▶ Work order
Scan the entries for lines with the word "canopy" and copy those lines.

Saved entries:

※ ※ ※

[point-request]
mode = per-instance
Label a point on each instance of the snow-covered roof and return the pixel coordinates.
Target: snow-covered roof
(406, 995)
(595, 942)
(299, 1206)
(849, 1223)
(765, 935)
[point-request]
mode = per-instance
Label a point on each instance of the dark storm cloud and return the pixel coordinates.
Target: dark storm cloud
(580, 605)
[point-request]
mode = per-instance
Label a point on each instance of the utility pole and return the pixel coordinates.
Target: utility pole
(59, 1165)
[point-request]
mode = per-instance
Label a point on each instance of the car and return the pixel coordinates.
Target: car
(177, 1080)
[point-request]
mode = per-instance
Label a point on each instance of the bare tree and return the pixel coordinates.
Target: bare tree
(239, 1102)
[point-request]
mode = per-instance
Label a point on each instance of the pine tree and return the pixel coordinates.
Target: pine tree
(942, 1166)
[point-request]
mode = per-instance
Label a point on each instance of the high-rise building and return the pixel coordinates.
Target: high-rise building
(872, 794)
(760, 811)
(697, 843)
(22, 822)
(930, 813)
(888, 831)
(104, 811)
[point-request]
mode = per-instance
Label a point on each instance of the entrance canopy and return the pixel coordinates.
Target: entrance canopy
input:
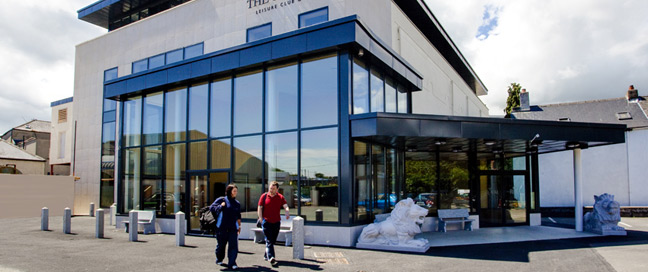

※ ※ ※

▶ Written answer
Label a point on each instance of the entrance canopy and return the pixel coordinates.
Target: entrance canopy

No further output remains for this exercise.